Directions for this task -
Everything from the line containing "[locate] swollen tree" through the last line of the records must be returned verbatim, and nothing outside that range.

Entries supplied -
+ + +
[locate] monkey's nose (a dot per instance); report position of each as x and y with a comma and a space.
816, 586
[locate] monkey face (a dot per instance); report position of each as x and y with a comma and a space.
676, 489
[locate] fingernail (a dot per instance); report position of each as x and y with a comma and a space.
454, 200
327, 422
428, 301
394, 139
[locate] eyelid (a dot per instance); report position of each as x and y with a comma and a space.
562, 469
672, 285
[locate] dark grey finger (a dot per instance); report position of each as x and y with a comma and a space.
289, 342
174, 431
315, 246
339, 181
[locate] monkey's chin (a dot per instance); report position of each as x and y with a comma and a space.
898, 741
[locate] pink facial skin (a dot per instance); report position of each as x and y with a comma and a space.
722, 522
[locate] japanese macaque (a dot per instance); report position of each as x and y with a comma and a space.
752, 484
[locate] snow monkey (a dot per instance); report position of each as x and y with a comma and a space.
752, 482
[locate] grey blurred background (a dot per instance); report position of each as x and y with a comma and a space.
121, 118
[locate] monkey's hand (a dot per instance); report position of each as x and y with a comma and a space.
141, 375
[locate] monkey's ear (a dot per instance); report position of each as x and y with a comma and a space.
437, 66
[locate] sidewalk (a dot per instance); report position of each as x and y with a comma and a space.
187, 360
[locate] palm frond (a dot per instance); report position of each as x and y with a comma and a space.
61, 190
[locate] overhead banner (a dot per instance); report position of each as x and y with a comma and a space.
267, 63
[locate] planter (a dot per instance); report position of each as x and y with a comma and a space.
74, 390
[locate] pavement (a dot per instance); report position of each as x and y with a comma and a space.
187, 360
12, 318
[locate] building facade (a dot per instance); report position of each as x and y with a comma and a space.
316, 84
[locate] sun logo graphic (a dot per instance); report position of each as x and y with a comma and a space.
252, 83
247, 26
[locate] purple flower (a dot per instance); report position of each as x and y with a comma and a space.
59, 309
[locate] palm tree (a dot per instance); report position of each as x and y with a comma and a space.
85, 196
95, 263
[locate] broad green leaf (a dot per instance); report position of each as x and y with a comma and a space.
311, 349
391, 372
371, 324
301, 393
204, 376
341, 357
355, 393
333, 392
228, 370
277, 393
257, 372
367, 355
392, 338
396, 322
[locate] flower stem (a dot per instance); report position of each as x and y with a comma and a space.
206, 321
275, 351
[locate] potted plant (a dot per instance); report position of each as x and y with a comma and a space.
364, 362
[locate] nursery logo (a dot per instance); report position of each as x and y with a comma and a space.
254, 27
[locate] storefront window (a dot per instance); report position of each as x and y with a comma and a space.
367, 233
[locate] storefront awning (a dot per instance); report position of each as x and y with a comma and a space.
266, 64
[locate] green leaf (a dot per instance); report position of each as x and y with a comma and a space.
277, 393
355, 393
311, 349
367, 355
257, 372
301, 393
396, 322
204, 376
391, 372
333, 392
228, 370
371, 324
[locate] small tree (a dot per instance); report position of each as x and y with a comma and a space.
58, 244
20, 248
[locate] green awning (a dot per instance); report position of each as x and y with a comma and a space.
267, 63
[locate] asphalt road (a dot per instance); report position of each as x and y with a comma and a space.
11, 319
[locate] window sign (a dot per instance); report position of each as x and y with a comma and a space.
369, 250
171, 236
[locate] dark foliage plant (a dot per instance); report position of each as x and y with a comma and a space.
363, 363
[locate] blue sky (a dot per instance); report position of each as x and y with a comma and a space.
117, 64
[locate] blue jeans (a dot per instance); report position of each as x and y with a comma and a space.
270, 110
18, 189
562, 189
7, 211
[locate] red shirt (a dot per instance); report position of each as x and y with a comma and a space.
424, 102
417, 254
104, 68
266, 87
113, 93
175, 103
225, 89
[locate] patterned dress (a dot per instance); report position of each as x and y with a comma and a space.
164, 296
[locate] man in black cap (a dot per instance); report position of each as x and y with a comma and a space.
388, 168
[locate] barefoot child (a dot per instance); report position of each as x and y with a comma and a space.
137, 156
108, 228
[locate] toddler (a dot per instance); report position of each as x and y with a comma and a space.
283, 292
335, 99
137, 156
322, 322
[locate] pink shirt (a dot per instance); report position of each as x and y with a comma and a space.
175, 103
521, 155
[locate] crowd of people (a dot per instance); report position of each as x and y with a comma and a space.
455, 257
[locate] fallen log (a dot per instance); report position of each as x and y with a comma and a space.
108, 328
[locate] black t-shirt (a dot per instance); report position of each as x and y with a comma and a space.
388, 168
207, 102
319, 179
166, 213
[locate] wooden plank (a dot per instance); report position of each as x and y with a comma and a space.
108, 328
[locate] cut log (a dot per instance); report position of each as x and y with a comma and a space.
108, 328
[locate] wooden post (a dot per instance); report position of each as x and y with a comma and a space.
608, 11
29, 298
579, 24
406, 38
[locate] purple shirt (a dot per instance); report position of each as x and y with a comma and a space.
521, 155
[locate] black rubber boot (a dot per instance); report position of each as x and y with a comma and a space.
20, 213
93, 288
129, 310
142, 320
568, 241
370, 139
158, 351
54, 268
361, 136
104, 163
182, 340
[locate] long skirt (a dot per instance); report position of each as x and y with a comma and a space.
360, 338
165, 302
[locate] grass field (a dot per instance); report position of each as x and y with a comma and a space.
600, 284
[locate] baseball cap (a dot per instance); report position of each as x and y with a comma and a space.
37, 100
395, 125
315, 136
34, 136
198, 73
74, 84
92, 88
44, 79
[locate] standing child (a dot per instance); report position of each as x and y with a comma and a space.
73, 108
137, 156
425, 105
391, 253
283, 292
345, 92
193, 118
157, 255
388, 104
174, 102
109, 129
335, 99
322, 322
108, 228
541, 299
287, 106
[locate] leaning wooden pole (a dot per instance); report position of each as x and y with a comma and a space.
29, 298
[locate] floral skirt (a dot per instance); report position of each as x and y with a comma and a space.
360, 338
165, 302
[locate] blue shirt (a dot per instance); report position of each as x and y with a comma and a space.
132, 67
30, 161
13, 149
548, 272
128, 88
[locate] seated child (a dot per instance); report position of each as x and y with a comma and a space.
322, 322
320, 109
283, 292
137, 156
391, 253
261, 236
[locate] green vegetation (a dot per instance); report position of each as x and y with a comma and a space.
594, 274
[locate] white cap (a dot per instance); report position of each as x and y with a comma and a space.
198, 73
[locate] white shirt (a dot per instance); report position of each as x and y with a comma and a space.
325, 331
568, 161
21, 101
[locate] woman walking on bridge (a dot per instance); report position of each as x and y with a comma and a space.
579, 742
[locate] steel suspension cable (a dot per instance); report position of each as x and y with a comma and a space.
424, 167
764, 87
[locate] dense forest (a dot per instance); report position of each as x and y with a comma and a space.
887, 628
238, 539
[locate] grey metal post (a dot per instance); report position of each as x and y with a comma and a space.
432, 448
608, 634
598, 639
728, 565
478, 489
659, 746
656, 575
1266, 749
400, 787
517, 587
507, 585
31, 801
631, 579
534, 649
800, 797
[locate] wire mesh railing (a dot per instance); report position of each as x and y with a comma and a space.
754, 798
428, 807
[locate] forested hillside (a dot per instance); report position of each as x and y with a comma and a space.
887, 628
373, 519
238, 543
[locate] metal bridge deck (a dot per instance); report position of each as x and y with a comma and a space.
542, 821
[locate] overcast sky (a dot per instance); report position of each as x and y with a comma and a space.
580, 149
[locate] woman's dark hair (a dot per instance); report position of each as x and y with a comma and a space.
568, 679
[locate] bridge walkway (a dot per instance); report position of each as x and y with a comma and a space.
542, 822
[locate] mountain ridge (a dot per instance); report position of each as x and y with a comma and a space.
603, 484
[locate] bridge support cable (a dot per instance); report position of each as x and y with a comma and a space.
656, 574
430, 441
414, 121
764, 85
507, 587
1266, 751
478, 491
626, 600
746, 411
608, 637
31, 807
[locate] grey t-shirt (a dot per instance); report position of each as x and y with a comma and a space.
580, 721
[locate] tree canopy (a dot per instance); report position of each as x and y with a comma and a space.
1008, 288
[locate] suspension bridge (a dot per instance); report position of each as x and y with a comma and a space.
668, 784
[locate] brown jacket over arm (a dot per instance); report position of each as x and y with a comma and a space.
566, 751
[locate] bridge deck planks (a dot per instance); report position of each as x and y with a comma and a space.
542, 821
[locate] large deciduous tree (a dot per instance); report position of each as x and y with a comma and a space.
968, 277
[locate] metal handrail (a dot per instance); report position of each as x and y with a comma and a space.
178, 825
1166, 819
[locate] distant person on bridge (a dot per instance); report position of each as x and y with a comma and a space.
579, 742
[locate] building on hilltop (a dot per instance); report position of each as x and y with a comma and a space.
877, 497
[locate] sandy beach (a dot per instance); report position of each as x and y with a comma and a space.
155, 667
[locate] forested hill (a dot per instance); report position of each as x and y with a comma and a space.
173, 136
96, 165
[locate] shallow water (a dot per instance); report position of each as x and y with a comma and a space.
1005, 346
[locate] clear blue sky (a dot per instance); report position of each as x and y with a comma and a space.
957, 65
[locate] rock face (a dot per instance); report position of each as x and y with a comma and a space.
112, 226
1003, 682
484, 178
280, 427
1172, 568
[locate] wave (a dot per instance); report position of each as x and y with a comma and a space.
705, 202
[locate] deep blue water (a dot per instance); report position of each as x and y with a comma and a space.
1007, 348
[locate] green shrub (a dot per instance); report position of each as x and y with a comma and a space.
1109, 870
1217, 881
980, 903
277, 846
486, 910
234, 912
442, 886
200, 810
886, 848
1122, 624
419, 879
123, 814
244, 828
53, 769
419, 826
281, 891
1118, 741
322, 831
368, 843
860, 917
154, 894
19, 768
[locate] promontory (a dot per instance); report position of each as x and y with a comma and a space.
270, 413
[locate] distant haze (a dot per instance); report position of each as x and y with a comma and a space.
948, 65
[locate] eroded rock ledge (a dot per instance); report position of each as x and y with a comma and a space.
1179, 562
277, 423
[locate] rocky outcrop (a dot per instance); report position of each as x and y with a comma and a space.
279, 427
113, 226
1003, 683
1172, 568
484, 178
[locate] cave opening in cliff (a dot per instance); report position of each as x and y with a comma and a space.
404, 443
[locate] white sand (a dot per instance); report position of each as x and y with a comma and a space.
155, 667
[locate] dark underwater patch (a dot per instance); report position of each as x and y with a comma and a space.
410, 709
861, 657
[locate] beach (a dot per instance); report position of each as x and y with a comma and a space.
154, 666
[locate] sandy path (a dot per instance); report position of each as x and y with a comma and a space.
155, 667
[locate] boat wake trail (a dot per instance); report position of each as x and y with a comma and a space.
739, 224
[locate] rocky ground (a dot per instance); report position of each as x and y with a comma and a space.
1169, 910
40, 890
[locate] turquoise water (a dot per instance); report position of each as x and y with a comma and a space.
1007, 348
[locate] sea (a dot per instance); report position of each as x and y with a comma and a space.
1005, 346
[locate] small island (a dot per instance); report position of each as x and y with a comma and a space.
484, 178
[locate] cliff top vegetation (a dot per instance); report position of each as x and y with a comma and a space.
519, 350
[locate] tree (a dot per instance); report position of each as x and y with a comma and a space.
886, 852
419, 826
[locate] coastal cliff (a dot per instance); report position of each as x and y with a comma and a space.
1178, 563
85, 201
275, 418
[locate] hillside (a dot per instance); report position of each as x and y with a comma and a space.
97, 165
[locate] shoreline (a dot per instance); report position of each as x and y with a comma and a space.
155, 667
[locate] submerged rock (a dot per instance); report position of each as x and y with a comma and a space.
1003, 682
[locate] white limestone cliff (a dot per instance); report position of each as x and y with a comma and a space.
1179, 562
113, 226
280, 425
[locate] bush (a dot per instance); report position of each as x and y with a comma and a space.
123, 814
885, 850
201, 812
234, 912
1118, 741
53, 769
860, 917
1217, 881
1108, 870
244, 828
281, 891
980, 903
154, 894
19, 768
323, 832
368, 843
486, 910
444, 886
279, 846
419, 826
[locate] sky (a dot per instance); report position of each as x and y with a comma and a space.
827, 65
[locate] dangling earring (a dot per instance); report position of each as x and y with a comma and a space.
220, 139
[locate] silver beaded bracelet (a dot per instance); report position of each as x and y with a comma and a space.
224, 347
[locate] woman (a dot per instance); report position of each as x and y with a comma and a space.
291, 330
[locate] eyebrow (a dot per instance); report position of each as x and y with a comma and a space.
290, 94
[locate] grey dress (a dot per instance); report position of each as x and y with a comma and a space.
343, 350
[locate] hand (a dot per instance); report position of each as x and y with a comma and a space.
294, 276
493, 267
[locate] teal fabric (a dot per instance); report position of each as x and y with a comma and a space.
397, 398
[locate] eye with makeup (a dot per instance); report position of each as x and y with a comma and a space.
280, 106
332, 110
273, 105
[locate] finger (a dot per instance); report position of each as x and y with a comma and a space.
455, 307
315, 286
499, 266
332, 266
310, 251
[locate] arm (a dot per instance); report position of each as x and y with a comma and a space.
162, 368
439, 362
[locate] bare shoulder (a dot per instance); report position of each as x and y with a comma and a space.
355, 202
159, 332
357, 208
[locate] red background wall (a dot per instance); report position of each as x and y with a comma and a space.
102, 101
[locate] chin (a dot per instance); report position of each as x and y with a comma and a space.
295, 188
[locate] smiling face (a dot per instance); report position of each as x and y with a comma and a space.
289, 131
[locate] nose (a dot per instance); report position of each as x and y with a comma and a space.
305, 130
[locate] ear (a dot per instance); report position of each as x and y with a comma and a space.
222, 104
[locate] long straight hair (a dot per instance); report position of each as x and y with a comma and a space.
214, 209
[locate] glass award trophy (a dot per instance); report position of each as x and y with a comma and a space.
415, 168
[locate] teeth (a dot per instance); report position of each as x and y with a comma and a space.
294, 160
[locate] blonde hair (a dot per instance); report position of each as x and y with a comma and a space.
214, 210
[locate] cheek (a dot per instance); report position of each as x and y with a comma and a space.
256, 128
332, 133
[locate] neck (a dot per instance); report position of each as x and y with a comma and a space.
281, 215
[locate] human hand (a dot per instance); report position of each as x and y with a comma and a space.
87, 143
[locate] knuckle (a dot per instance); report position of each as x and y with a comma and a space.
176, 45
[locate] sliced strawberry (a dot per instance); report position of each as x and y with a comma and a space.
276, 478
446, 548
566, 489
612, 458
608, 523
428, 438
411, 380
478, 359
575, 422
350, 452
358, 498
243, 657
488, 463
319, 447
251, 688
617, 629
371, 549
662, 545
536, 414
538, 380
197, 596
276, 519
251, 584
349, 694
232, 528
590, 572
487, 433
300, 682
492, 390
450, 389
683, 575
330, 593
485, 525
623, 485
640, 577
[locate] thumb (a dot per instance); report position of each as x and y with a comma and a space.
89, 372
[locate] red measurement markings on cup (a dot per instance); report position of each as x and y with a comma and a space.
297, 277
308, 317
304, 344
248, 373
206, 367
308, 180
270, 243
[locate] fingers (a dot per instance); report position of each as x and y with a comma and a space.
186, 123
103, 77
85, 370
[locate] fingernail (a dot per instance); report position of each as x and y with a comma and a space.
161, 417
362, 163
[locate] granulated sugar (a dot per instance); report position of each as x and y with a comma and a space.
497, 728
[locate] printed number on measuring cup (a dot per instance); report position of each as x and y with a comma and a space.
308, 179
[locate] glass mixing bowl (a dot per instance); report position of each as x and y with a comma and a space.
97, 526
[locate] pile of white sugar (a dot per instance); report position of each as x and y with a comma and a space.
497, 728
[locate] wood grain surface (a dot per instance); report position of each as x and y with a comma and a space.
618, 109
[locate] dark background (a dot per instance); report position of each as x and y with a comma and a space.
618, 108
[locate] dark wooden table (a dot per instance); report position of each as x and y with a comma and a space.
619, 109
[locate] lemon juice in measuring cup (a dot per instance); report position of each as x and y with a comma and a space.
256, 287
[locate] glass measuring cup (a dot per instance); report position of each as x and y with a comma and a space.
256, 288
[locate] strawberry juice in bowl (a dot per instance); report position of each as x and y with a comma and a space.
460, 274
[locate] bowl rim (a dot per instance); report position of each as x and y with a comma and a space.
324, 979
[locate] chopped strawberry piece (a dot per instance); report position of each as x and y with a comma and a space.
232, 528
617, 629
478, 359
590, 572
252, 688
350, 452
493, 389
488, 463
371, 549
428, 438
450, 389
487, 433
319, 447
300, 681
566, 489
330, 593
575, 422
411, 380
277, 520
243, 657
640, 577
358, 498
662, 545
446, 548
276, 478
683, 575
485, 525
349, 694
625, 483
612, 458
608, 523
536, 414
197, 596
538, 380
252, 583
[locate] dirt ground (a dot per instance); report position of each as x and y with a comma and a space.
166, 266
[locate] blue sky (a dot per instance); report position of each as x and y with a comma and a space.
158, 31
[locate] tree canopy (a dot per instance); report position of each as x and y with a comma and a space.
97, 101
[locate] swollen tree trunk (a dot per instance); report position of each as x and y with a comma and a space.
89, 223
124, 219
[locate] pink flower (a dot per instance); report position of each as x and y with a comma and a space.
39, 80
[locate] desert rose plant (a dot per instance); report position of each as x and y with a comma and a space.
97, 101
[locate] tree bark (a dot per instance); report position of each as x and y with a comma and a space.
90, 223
+ + +
Solved exercise -
[locate] swollen tree trunk (a dot per instance); report position of each as x and y with a comma and a space.
89, 223
124, 219
[locate] pink flower (a dot per instance); report position of each as x and y with a comma and a space.
39, 80
[locate] desert rose plant (a dot per instance); report position of each as x and y with a comma and a space.
97, 101
[locate] tree bark (a dot per instance); report position of each as x and y with a comma and a space.
90, 223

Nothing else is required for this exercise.